◆ WORK INSTRUCTIONS ◆
From the first record to the last, write out each one exactly.
-- Opening Marker --
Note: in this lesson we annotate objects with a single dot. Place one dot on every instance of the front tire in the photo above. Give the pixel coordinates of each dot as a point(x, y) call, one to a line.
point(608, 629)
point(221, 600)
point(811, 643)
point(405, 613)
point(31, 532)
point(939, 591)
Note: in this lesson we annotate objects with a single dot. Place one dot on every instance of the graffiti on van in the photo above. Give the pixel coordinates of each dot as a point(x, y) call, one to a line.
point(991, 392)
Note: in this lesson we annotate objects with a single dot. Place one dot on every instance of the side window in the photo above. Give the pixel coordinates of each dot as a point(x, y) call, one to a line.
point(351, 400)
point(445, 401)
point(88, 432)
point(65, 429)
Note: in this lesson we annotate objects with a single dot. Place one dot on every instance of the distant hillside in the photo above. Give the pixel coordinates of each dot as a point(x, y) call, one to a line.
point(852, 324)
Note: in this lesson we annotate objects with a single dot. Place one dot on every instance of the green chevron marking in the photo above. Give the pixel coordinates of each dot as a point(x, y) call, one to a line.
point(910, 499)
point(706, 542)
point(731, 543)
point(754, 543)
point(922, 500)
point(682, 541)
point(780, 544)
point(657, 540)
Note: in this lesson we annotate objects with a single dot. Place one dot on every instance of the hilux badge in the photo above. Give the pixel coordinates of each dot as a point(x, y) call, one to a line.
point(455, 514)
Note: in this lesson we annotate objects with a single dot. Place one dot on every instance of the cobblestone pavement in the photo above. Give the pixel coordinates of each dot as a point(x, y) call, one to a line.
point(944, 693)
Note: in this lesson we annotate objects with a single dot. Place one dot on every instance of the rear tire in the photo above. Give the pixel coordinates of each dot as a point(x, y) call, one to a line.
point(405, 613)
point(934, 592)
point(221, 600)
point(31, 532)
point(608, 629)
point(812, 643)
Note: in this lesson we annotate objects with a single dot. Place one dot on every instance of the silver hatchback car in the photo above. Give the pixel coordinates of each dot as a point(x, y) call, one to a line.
-- Closing Marker --
◆ RESPONSE FOR THIS EXERCISE ◆
Note: in this lesson we annotate objects with a single dot. Place one dot on every instance of the front tire in the photo above. Give the pixel coordinates of each dot as a point(x, y) call, one to a line.
point(608, 629)
point(221, 600)
point(811, 643)
point(405, 613)
point(31, 532)
point(939, 591)
Note: in this lesson we annotate objects with a single dot. Place one dot on every instance of the graffiti on van in the photo above. Give the pixel coordinates of each dot as a point(x, y) call, one to a line.
point(991, 392)
Note: in this lesson we annotate objects with a single dot. Place one dot on every instance of the side window in the photo above. Give the pixel coordinates of each dot as a point(x, y) call, one to a line.
point(351, 400)
point(445, 401)
point(88, 432)
point(65, 429)
Note: in this lesson we annotate objects with a single dot. Place one dot on every instance of the distant hillside in the photo above. Give the pixel coordinates of each dot as a point(x, y) call, one to a line.
point(852, 324)
Note: in this lesson we annotate objects with a single dot. Place one dot on every instance of the green chevron marking in the photo above. Give the pixel coordinates of each dot as a point(x, y) call, one to a line.
point(910, 499)
point(706, 542)
point(731, 543)
point(754, 543)
point(922, 500)
point(682, 541)
point(780, 544)
point(657, 540)
Note: in this lesson we annotate objects with a single dot. Place one dot on every instance of the hilux badge in the photo above. Give the pixel coordinates of each dot as a point(x, y) call, one to a line.
point(455, 514)
Note: in this lesson we annotate objects with a single dot. Place one dot on every instance of the cobblestone pavement in the photo above. Give the pixel coordinates of each dot as a point(x, y) call, one to a line.
point(944, 693)
Note: in this lesson we annotate objects with a single dot. Place one dot on every instance of the rear tire in the photo above. Give the pixel coordinates of each dot as a point(x, y) call, one to a line.
point(405, 613)
point(934, 592)
point(221, 600)
point(31, 532)
point(608, 629)
point(812, 643)
Note: in this lesson we annotate objects with a single dot. Place one dot on every instance of the silver hatchback car in the photo above. Give the pixel coordinates of each dot as a point(x, y) call, one to a line.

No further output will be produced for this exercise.